### Task requirements
Can you reproduce verbatim the lines of the data below, starting with the line that contains "88, row 34." and going on through the line that contains "column 415, row 220", with both of those lines included and nothing else?

### Recorded data
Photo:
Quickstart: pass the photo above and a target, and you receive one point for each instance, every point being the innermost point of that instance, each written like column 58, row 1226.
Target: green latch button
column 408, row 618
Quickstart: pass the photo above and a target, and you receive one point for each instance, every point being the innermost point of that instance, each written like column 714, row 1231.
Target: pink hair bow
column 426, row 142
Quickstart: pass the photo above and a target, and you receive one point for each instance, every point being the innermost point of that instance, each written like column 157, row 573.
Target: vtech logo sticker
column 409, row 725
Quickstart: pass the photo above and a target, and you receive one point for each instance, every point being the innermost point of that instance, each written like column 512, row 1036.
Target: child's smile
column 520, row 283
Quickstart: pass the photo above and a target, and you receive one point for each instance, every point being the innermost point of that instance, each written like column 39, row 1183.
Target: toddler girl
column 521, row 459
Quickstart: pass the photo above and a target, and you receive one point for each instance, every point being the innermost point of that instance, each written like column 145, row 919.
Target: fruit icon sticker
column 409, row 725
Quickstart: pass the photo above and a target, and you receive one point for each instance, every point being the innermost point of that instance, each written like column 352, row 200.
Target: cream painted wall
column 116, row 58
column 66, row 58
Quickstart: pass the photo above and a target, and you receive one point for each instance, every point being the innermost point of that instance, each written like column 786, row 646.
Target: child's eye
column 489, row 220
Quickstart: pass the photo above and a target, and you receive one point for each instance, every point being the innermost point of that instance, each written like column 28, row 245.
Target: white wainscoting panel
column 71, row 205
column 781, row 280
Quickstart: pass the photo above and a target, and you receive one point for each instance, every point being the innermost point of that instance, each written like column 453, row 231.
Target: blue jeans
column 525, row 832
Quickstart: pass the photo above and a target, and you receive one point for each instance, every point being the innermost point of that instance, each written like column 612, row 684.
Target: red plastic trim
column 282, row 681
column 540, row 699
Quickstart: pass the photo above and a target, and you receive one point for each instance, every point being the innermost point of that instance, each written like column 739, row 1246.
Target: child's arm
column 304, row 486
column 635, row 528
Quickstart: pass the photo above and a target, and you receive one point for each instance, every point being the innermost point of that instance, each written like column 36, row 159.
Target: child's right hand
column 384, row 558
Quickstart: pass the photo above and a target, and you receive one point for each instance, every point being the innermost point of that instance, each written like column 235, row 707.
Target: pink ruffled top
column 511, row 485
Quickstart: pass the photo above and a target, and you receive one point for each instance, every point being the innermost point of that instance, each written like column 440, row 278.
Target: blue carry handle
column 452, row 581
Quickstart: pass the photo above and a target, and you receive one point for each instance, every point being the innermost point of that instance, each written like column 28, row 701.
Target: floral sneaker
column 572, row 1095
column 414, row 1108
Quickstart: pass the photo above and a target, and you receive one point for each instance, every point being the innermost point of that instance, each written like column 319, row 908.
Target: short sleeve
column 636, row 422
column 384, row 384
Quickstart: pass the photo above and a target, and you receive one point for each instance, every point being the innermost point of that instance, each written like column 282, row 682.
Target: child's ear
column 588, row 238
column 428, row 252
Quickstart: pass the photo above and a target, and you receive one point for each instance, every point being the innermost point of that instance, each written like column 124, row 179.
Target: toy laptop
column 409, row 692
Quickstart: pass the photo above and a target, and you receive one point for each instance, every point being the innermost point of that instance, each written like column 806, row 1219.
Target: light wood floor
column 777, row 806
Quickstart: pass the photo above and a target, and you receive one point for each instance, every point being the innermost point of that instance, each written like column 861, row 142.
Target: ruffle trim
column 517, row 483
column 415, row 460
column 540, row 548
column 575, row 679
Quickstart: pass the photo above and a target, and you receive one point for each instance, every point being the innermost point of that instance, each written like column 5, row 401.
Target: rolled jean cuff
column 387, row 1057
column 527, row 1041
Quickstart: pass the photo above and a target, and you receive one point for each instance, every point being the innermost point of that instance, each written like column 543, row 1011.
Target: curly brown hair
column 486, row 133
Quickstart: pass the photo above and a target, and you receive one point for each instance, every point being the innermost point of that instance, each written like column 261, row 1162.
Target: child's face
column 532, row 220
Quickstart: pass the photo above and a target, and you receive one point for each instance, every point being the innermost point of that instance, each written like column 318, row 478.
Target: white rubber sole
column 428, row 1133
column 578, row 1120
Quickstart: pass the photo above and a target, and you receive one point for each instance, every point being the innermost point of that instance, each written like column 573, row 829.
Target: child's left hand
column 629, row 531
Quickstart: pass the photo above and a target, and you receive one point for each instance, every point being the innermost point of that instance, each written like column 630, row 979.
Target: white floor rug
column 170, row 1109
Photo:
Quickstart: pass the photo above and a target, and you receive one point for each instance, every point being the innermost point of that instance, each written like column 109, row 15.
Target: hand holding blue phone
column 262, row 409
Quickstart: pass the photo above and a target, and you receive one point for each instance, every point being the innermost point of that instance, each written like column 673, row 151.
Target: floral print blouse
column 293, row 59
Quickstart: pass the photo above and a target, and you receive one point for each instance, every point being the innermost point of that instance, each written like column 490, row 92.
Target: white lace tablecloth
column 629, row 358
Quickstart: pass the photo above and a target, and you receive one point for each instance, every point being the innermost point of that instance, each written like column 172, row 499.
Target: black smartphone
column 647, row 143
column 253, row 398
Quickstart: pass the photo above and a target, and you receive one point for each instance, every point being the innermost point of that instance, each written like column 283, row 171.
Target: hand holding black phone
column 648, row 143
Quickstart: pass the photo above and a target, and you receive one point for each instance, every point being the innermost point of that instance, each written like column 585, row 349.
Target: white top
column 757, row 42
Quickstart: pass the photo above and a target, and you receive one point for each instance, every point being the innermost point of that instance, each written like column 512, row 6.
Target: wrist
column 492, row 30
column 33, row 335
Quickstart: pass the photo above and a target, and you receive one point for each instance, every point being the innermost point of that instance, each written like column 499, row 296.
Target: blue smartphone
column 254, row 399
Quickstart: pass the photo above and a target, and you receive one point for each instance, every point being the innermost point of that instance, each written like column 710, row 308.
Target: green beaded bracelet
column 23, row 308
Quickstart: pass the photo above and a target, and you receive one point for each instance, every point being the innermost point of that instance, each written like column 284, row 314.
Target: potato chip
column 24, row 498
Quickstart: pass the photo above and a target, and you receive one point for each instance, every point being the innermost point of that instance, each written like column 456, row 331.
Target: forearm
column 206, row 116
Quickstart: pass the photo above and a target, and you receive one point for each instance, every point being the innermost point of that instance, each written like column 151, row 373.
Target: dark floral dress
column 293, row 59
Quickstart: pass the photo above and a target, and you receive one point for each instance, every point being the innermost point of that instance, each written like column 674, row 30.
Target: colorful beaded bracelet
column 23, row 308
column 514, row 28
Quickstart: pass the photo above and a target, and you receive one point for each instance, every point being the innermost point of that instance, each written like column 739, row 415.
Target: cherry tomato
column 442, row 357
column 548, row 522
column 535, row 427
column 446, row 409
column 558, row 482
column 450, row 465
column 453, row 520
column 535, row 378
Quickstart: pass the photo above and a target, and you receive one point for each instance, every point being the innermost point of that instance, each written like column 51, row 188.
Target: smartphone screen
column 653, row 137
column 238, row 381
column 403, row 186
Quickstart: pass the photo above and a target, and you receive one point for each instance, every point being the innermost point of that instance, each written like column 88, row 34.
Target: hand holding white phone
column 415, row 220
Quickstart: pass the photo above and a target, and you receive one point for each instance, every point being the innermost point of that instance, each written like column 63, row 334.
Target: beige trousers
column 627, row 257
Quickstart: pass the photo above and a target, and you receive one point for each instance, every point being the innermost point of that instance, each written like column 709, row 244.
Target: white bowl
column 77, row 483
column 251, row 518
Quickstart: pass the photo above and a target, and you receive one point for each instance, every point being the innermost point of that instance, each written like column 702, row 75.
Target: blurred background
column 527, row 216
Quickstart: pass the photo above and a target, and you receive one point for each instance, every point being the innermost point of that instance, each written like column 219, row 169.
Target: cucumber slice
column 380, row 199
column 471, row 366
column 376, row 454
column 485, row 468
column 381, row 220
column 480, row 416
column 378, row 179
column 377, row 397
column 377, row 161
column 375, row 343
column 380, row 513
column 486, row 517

* * *

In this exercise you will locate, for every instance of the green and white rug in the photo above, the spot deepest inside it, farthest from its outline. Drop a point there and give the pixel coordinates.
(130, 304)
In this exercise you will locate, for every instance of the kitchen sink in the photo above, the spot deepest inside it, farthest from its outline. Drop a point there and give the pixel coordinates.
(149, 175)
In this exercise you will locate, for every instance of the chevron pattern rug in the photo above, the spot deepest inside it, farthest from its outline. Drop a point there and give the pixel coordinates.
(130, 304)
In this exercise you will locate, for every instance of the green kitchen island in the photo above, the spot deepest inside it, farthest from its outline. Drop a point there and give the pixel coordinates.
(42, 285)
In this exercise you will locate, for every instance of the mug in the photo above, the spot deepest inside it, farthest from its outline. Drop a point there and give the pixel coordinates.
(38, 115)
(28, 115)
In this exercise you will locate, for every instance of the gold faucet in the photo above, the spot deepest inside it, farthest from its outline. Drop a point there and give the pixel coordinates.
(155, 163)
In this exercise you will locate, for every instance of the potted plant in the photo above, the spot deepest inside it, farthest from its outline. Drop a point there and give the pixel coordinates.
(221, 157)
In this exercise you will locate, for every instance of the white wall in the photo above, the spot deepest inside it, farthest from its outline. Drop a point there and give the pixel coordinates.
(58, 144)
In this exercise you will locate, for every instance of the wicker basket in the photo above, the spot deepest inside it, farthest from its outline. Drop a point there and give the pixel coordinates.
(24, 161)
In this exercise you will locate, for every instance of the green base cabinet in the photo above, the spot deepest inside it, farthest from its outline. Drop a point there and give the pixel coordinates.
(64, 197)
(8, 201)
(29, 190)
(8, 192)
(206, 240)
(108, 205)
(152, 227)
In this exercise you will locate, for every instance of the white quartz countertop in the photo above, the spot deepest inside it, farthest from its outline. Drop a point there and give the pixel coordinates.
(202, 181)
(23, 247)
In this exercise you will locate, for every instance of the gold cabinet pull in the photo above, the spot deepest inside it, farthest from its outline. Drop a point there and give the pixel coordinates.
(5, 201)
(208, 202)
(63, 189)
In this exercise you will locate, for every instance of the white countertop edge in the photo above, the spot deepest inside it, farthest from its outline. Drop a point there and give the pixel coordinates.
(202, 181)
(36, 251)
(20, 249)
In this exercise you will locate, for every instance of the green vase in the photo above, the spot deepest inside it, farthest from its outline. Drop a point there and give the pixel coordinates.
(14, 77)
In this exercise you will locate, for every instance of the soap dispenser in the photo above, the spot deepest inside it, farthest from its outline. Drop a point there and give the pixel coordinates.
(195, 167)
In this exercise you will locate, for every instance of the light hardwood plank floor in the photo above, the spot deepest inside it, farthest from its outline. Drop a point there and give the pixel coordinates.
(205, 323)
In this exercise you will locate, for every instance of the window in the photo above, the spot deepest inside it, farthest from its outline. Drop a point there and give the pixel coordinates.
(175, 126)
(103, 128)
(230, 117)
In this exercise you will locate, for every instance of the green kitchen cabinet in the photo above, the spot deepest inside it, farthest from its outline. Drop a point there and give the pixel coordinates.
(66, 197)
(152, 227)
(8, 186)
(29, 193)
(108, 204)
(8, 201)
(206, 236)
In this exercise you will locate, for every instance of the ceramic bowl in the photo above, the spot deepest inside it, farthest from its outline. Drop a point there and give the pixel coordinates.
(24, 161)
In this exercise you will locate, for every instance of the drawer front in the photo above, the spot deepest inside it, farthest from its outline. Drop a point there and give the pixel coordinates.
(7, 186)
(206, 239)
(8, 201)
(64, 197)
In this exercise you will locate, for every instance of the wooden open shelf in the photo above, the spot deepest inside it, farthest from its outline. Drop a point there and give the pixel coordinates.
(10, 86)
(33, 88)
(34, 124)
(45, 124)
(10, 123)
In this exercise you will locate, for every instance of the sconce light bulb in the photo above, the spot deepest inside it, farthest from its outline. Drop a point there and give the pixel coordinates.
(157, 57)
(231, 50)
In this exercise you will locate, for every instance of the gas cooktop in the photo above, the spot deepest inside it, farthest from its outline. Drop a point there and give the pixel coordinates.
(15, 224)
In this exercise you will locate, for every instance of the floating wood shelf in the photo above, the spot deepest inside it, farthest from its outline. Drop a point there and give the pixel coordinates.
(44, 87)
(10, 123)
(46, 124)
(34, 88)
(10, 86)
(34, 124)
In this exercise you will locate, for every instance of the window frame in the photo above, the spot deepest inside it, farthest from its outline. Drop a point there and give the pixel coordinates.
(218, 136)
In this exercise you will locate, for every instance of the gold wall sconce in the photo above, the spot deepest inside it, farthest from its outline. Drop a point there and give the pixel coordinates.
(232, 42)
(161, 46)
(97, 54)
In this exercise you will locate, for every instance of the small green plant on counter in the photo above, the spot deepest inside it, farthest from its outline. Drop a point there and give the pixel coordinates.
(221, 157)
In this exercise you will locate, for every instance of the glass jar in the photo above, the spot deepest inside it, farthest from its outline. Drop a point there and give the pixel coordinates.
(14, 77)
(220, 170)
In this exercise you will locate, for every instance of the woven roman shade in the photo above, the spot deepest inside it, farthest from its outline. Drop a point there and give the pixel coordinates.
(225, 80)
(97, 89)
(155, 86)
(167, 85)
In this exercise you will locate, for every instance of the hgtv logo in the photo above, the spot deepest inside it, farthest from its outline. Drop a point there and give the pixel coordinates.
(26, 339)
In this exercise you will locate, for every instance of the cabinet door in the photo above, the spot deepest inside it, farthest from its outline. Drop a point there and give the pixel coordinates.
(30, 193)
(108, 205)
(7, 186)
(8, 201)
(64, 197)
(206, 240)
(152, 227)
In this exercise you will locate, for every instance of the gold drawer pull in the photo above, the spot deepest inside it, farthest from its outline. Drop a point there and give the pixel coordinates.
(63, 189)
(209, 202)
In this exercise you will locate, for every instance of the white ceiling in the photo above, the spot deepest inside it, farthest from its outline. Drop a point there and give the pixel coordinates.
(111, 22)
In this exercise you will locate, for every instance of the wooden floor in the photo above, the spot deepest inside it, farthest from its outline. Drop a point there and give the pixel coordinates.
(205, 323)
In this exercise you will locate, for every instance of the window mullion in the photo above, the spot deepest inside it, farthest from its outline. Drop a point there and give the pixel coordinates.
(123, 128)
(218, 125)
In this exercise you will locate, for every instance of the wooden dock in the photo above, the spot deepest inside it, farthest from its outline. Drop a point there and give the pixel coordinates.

### Expected answer
Quickstart: pass the photo above and a target, and you receive one point for each instance, every point being the innermost point of that instance, each written like column 88, row 34.
Target: hand holding white phone
column 415, row 220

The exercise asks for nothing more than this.